[Shape annotation entries]
---*---
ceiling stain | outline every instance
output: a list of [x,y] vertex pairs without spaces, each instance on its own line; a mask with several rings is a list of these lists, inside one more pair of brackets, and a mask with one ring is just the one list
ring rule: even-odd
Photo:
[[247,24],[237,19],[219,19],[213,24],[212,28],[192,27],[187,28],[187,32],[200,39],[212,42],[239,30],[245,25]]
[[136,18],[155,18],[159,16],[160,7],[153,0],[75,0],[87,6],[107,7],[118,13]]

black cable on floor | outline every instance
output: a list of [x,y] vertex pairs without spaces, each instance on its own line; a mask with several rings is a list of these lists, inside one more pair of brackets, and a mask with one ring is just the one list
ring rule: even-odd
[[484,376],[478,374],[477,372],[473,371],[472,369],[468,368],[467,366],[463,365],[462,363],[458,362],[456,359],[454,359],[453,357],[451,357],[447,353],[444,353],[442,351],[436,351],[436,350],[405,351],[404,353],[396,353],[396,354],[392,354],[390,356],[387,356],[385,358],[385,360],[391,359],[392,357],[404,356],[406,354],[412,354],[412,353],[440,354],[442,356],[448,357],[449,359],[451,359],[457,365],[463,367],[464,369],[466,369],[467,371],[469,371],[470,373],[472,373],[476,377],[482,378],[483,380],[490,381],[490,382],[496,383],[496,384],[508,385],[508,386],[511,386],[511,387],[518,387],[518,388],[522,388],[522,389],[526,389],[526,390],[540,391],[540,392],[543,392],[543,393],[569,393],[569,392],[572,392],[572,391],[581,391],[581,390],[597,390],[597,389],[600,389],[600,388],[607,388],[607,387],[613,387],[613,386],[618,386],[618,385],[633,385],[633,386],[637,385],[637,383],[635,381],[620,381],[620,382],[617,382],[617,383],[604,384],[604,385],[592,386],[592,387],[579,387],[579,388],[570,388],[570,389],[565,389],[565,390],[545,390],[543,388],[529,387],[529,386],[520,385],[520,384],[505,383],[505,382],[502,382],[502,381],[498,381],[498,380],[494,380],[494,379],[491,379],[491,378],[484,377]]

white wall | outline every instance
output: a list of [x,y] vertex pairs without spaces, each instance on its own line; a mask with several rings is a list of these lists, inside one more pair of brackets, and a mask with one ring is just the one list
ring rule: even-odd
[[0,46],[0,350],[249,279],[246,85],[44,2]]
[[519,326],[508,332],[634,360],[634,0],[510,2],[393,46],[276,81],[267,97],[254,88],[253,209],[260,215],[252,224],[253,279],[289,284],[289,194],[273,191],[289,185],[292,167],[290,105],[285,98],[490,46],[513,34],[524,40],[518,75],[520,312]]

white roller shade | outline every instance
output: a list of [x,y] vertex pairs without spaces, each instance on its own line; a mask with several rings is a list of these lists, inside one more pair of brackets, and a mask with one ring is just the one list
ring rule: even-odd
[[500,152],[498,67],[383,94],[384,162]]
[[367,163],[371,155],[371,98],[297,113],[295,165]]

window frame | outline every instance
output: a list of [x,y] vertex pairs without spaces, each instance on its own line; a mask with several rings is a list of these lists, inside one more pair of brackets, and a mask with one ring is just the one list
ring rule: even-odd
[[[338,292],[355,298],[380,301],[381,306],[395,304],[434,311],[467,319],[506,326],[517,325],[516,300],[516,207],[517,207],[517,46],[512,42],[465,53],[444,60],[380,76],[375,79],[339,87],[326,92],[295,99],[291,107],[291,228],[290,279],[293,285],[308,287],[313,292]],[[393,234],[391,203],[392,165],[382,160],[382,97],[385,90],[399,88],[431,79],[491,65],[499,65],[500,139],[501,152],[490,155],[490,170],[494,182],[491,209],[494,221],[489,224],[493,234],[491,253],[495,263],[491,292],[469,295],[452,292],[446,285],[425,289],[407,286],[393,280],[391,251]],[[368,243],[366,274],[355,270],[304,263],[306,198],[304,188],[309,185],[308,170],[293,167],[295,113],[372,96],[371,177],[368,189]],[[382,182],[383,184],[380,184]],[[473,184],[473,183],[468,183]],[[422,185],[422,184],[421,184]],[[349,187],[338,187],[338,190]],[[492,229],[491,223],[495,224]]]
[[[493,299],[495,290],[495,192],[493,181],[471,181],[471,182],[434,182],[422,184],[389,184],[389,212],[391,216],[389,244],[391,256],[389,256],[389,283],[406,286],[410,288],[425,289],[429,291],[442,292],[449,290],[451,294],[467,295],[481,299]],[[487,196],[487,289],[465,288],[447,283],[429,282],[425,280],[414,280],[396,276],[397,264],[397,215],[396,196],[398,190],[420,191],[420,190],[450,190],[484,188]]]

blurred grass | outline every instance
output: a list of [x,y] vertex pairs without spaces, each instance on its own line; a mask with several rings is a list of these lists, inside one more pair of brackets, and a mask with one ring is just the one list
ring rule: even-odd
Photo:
---*---
_Goal of the exercise_
Turn every line of the listing above into a numbered list, omitting the blank lines.

_Answer in full_
1. ceiling stain | outline every instance
2. output: a list of [x,y] vertex pairs without spaces, each instance on its own line; a mask with several rings is a list of these lists, inside one more pair of brackets, and a mask with one ring is just the one list
3. ring rule: even-odd
4. Photo:
5. [[247,24],[237,19],[219,19],[213,24],[212,28],[192,27],[187,28],[187,32],[200,39],[212,42],[239,30],[245,25]]
6. [[136,18],[155,18],[159,16],[160,7],[153,0],[75,0],[87,6],[107,7],[118,13]]
7. black cable on floor | outline every instance
8. output: a list of [x,y] vertex pairs without spaces, each instance on its own line; a mask with several rings is a list of these lists, inside one more pair of brackets, and a mask with one ring is just the one list
9. ring rule: even-odd
10. [[484,376],[478,374],[477,372],[473,371],[472,369],[468,368],[467,366],[463,365],[462,363],[458,362],[456,359],[454,359],[453,357],[451,357],[447,353],[444,353],[442,351],[436,351],[436,350],[405,351],[404,353],[396,353],[396,354],[392,354],[390,356],[387,356],[385,358],[385,360],[391,359],[392,357],[404,356],[406,354],[412,354],[412,353],[440,354],[442,356],[448,357],[449,359],[451,359],[457,365],[463,367],[464,369],[466,369],[467,371],[469,371],[470,373],[472,373],[476,377],[482,378],[483,380],[490,381],[490,382],[496,383],[496,384],[508,385],[508,386],[511,386],[511,387],[518,387],[518,388],[522,388],[522,389],[526,389],[526,390],[540,391],[540,392],[543,392],[543,393],[569,393],[569,392],[572,392],[572,391],[581,391],[581,390],[597,390],[597,389],[600,389],[600,388],[607,388],[607,387],[613,387],[613,386],[618,386],[618,385],[633,385],[633,386],[637,385],[637,383],[635,381],[620,381],[620,382],[617,382],[617,383],[604,384],[604,385],[592,386],[592,387],[579,387],[579,388],[570,388],[570,389],[565,389],[565,390],[545,390],[543,388],[529,387],[529,386],[520,385],[520,384],[505,383],[505,382],[502,382],[502,381],[498,381],[498,380],[494,380],[494,379],[491,379],[491,378],[484,377]]
11. white wall | outline every instance
12. output: a list of [x,y] vertex pairs without spaces, each instance on its own line; a mask with several rings is a list of these lists, inside one more pair of brackets, and a mask with one ring is just the one list
13. ring rule: even-odd
14. [[0,46],[0,350],[249,279],[246,85],[44,2]]
15. [[519,326],[508,332],[634,360],[634,0],[510,2],[393,46],[276,81],[267,97],[254,88],[253,209],[260,215],[252,224],[253,279],[289,284],[289,194],[273,191],[289,185],[292,167],[290,105],[285,98],[490,46],[513,34],[524,40],[518,75],[520,312]]
16. white roller shade | outline every instance
17. output: a list of [x,y] vertex pairs without spaces, each instance on its own line; a mask with several rings is a list of these lists, inside one more pair of brackets, and a mask with one ring is just the one list
18. ring rule: even-odd
19. [[500,152],[498,67],[383,94],[384,162]]
20. [[367,163],[371,155],[371,98],[297,113],[295,165]]
21. window frame | outline every instance
22. output: a list of [x,y] vertex pairs without spaces, each instance on its own line; a mask with several rings is a list of these lists, inside one more pair of brackets, and a mask with one ring is just the one list
23. ring rule: even-odd
24. [[[338,292],[355,298],[380,301],[381,306],[395,304],[434,311],[467,319],[506,326],[517,325],[516,300],[516,207],[517,207],[517,46],[512,42],[465,53],[444,60],[380,76],[375,79],[339,87],[326,92],[295,99],[291,107],[291,228],[290,279],[293,285],[308,287],[313,292]],[[393,234],[391,203],[392,165],[382,160],[382,97],[385,90],[399,88],[431,79],[491,65],[499,65],[500,139],[501,152],[490,155],[490,170],[494,182],[491,209],[494,221],[489,224],[493,234],[491,253],[495,263],[491,292],[469,295],[452,292],[446,285],[425,289],[407,286],[393,280],[391,251]],[[368,243],[366,274],[355,270],[304,263],[306,198],[304,188],[309,185],[308,170],[293,167],[295,113],[372,96],[371,177],[368,189]],[[382,182],[383,184],[380,184]],[[473,184],[473,183],[468,183]],[[422,185],[422,184],[421,184]],[[349,187],[338,187],[338,190]],[[492,229],[491,223],[495,224]]]
25. [[[493,299],[495,290],[495,192],[493,181],[471,181],[471,182],[434,182],[422,184],[389,184],[389,212],[391,216],[389,244],[391,256],[389,256],[389,283],[406,286],[410,288],[425,289],[429,291],[442,292],[449,290],[451,294],[467,295],[481,299]],[[487,196],[487,289],[465,288],[447,283],[429,282],[425,280],[414,280],[396,276],[397,264],[397,215],[396,196],[398,190],[420,191],[420,190],[450,190],[484,188]]]
26. blurred grass | outline every instance
27. output: a list of [x,y] vertex pairs without spaces, each instance on its own line; a mask with several rings is a list of these lists, inside one more pair of brackets, and a mask with one ring is just the one list
28. ring rule: even-odd
29. Photo:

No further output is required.